▶ [Exercise data]
----------------------------------------
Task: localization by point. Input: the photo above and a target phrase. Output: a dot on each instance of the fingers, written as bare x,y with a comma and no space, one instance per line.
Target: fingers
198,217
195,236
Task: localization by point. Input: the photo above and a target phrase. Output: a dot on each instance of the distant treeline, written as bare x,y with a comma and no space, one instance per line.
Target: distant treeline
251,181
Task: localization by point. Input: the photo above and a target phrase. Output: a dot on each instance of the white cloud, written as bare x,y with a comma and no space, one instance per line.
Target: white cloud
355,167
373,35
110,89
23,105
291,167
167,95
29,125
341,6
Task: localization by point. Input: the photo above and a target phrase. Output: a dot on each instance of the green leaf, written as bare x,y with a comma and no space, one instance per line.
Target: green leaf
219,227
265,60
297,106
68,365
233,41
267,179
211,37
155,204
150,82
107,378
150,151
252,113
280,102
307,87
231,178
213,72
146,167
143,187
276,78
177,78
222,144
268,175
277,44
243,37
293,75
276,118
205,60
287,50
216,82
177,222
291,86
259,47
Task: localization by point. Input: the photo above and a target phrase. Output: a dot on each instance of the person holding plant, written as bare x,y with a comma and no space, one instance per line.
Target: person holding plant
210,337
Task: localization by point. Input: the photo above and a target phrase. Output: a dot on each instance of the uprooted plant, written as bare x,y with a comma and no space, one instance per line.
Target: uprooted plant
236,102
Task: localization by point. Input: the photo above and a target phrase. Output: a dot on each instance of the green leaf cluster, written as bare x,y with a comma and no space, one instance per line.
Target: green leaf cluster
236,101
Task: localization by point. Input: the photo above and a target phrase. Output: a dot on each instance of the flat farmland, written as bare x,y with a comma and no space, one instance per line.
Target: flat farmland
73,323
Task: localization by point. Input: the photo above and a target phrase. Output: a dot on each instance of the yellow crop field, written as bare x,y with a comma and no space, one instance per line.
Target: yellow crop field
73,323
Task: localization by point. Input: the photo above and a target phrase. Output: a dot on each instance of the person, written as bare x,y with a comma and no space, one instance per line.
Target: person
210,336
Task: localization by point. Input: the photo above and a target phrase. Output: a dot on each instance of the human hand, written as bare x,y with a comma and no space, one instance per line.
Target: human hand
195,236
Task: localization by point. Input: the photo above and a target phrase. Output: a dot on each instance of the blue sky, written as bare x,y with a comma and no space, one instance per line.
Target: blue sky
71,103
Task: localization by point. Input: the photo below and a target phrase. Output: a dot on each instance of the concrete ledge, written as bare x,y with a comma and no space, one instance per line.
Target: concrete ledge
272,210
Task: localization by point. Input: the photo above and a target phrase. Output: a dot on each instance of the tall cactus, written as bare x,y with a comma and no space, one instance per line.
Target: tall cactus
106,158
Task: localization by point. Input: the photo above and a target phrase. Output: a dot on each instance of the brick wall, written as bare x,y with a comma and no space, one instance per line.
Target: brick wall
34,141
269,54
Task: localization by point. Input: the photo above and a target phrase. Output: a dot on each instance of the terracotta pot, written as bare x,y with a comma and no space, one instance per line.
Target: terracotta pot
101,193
----------------------------------------
▶ [What you should do] Exactly as it stands, output the whole listing.

▶ [Answer for the task]
Task: localization by point. Input: the photo above and a target phrase. Output: a dot on each instance of the fingers, written as bare x,y with a comma and no space, one instance per line.
Target: fingers
198,217
195,236
Task: localization by point. Input: the photo above and a target phrase. Output: a dot on each instance of the distant treeline, written as bare x,y with a comma and no space, one instance per line.
Target: distant treeline
251,181
Task: localization by point. Input: the photo above and a target phrase. Output: a dot on each instance of the white cloud, written as bare x,y with a comma and no space, one instance per line.
Target: white cloud
355,167
373,35
110,89
23,105
291,167
167,95
29,125
341,6
Task: localization by point. Input: the photo above and a target phrase. Output: a dot on each instance of the green leaf, written as bare x,y with a comma and no space, one instance per line.
Target: green leaf
219,227
265,60
297,106
68,365
233,41
267,179
211,37
155,204
150,82
107,378
150,151
252,113
280,102
307,87
231,178
213,72
146,167
143,187
276,78
177,78
222,144
268,175
277,44
243,37
293,75
276,118
205,60
287,50
216,82
177,222
291,86
259,47
Task: localization by point. Input: the photo above and a target phrase. Output: a dot on each instance of the person holding plant, written as bare x,y with a comma and no space, one instance per line.
Target: person holding plant
210,337
Task: localization by point. Input: the photo above and a target phrase. Output: a dot on each instance of the uprooted plant, written as bare x,y with a comma and no space, one instance per line.
Target: uprooted plant
236,102
Task: localization by point. Input: the photo above and a target phrase. Output: a dot on each instance of the green leaf cluster, written as bare x,y with a comma and no space, one instance per line.
Target: green leaf cluster
236,101
Task: localization by point. Input: the photo above and a target phrase. Output: a dot on each instance of the flat farmland, written as bare x,y with a comma and no space, one instance per line.
Target: flat farmland
73,323
Task: localization by point. Input: the photo above and a target phrase. Output: a dot on each instance of the yellow crop field, written as bare x,y with a comma and no space, one instance per line.
Target: yellow crop field
73,323
Task: localization by point. Input: the photo above and a target phrase. Output: a dot on each instance of the person, written as bare x,y with a comma and no space, one instance per line.
Target: person
210,336
Task: localization by point. Input: the photo above and a target phrase. Output: a dot on each instance of the human hand, written as bare x,y with a comma and no space, one instance per line.
Target: human hand
195,236
Task: localization by point. Input: the photo above and a target phrase. Output: a dot on each instance of the blue sky, written as bare x,y with a comma and no space, one instance per line.
Target: blue sky
71,103
Task: localization by point. Input: the photo below and a target phrase. Output: a dot on each instance of the concrete ledge, written as bare x,y with a comma and no space, one instance per line.
Target: concrete ledge
272,210
Task: localization by point. Input: the photo above and a target phrase. Output: a dot on each instance of the tall cactus, written as bare x,y with a comma and no space, one instance per line.
Target: tall cactus
106,158
Task: localization by point. Input: the photo above and a target phrase. Output: a dot on each instance of the brick wall, written as bare x,y with a comma and no space, one instance per line.
Target: brick wall
34,141
269,54
Task: localization by point. Input: the photo above and a target phrase. Output: a dot on each instance of the terracotta pot, written as bare x,y with a comma and no space, one instance per line.
Target: terracotta pot
101,193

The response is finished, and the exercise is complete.